[BEGIN]

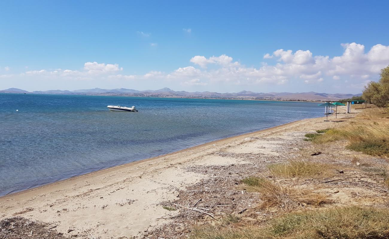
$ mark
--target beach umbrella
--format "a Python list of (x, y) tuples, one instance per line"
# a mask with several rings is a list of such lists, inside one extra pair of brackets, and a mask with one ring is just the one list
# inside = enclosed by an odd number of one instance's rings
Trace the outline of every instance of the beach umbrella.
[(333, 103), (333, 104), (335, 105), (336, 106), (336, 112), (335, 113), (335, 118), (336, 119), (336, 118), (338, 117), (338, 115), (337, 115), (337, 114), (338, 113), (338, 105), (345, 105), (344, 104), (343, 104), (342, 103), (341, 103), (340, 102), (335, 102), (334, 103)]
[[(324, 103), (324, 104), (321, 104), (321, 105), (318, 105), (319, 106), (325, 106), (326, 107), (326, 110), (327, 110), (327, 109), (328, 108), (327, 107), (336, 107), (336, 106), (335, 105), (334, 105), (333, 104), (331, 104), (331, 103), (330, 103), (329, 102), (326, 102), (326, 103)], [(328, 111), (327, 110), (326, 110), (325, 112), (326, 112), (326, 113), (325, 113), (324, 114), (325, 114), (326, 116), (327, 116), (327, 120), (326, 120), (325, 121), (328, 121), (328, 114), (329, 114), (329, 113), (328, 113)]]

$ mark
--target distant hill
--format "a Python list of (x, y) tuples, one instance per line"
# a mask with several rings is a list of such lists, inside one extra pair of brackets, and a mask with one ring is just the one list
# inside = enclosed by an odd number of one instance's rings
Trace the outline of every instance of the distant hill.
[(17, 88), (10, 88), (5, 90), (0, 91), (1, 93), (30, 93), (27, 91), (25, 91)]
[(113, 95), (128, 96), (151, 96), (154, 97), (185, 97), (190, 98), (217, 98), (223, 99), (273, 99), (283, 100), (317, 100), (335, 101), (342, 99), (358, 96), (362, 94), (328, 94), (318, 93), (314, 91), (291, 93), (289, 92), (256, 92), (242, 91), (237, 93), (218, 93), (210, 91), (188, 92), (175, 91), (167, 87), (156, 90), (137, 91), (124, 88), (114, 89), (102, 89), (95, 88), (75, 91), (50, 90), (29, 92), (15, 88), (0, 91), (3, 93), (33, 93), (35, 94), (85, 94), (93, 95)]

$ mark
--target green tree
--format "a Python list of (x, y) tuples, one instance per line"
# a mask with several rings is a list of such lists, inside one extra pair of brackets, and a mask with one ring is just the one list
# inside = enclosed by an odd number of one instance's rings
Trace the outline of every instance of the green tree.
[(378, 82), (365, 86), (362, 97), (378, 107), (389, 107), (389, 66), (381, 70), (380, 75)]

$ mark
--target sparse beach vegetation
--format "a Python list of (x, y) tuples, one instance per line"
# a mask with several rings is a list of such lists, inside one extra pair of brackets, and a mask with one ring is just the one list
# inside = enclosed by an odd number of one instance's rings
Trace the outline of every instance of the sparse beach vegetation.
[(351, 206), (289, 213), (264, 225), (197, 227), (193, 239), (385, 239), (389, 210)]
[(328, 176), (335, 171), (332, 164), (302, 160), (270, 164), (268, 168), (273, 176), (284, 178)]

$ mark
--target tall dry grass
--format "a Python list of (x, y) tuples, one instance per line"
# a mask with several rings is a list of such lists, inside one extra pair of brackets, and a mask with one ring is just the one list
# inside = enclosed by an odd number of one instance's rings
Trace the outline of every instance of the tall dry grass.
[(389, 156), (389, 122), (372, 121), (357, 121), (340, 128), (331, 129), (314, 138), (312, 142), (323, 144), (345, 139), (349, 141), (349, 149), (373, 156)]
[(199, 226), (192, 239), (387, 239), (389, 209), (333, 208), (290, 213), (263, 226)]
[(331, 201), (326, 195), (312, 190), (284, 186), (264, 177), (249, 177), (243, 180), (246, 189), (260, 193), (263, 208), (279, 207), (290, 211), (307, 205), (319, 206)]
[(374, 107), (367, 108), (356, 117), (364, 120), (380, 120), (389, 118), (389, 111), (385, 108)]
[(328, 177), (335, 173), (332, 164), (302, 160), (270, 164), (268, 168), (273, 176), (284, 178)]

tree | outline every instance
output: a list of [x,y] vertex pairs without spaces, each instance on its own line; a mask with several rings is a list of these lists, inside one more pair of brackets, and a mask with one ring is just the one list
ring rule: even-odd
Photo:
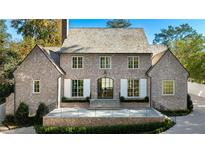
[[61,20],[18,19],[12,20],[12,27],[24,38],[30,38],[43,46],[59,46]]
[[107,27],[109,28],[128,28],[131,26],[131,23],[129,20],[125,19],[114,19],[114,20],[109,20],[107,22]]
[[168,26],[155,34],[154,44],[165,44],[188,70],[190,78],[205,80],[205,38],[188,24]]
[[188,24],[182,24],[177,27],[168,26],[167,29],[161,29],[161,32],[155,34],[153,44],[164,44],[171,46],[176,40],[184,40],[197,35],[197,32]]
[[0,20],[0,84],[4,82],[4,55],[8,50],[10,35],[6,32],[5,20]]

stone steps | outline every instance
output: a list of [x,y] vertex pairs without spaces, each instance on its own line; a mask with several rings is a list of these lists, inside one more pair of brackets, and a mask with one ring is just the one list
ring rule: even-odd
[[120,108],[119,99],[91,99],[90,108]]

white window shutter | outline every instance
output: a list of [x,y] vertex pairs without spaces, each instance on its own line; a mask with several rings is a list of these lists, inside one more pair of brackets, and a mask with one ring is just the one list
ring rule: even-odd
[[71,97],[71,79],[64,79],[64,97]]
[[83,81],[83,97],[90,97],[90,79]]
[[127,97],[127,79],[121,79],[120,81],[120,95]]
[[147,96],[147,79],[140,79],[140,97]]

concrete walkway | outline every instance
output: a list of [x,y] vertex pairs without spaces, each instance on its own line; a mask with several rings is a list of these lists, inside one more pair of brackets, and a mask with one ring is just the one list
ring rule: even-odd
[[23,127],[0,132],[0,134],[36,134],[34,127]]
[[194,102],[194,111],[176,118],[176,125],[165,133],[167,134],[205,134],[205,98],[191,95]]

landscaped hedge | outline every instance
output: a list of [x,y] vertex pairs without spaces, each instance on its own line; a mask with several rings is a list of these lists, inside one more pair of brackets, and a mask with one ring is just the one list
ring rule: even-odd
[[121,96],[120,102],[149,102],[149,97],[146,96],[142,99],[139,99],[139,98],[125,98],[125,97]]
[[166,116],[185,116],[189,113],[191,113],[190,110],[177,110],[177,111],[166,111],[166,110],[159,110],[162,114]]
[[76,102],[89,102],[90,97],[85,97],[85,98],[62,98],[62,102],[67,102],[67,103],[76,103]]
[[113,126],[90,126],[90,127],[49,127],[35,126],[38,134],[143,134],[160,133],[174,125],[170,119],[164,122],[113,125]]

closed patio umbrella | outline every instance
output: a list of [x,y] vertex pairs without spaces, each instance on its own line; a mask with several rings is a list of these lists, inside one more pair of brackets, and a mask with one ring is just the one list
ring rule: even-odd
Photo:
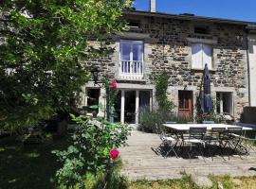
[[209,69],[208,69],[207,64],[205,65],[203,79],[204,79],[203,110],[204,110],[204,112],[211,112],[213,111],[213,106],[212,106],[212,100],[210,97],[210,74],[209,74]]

[END]

Exercise aim: Find each line in the items that contains the word "hill" and copy those lines out in full.

The answer:
--target distant hill
Trace the outline of every instance of the distant hill.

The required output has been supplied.